Source records
::::
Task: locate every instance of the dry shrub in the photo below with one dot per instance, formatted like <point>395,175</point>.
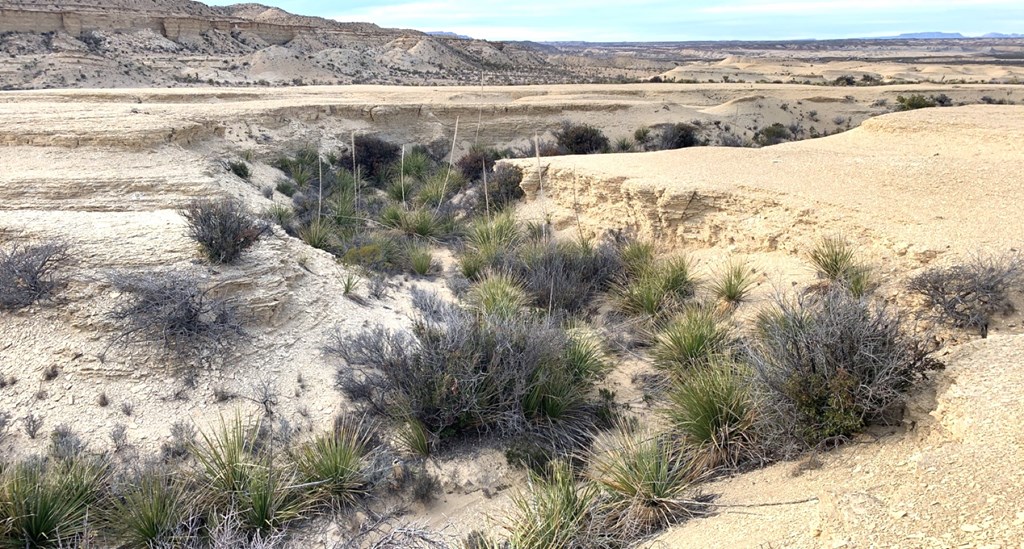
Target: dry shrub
<point>223,228</point>
<point>461,372</point>
<point>173,311</point>
<point>30,273</point>
<point>830,364</point>
<point>969,295</point>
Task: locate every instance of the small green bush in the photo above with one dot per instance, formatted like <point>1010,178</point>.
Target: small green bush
<point>734,283</point>
<point>644,478</point>
<point>712,408</point>
<point>373,156</point>
<point>153,510</point>
<point>692,339</point>
<point>47,504</point>
<point>336,462</point>
<point>240,169</point>
<point>680,136</point>
<point>829,364</point>
<point>581,139</point>
<point>913,101</point>
<point>774,134</point>
<point>499,295</point>
<point>476,161</point>
<point>223,228</point>
<point>656,290</point>
<point>554,511</point>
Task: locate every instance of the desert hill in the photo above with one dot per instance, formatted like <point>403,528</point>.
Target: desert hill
<point>117,44</point>
<point>109,169</point>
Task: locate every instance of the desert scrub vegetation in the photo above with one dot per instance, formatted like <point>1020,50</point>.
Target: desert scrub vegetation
<point>836,261</point>
<point>969,295</point>
<point>468,371</point>
<point>222,227</point>
<point>172,311</point>
<point>576,138</point>
<point>241,491</point>
<point>829,364</point>
<point>32,272</point>
<point>654,289</point>
<point>693,338</point>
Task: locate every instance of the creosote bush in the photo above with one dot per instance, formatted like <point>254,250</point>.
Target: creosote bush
<point>171,310</point>
<point>223,228</point>
<point>655,289</point>
<point>830,364</point>
<point>31,273</point>
<point>581,139</point>
<point>969,295</point>
<point>462,371</point>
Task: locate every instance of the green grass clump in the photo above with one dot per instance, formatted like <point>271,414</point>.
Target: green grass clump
<point>336,462</point>
<point>656,290</point>
<point>638,256</point>
<point>153,510</point>
<point>499,295</point>
<point>46,504</point>
<point>555,511</point>
<point>691,339</point>
<point>487,242</point>
<point>711,408</point>
<point>320,234</point>
<point>734,283</point>
<point>564,386</point>
<point>238,471</point>
<point>836,261</point>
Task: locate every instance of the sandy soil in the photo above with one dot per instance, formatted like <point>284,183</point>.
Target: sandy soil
<point>107,170</point>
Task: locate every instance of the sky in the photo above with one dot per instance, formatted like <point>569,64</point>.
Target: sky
<point>601,20</point>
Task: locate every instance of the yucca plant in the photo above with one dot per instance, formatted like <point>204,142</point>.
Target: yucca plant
<point>153,510</point>
<point>46,505</point>
<point>561,386</point>
<point>225,457</point>
<point>711,408</point>
<point>834,258</point>
<point>691,339</point>
<point>492,239</point>
<point>656,290</point>
<point>318,234</point>
<point>336,462</point>
<point>270,497</point>
<point>645,479</point>
<point>553,512</point>
<point>415,437</point>
<point>499,295</point>
<point>281,214</point>
<point>733,284</point>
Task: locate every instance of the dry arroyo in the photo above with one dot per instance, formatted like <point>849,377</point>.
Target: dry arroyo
<point>108,170</point>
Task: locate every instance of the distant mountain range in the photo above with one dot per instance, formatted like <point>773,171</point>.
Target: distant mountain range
<point>944,36</point>
<point>444,34</point>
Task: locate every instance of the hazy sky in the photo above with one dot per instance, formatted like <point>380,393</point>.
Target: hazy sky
<point>600,20</point>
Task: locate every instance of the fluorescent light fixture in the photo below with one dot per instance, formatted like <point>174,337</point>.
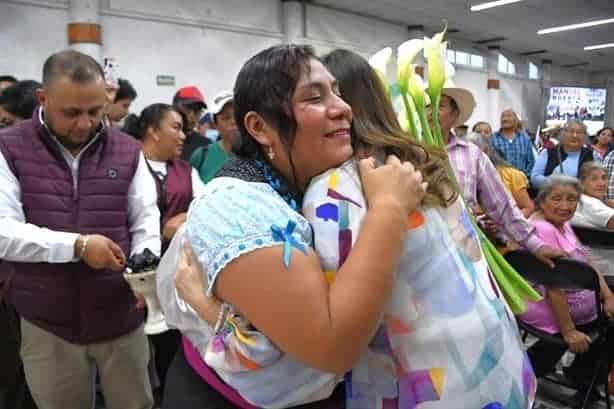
::::
• [The problem] What lines above hold the word "below"? List them all.

• [Exercise result]
Task: locate every instance of the dry shrub in the photo below with one dot per instance, formatted like <point>395,175</point>.
Task: locate every instance of the fluorescent light fixture in the photo below with one dot per instance, formatted like <point>174,337</point>.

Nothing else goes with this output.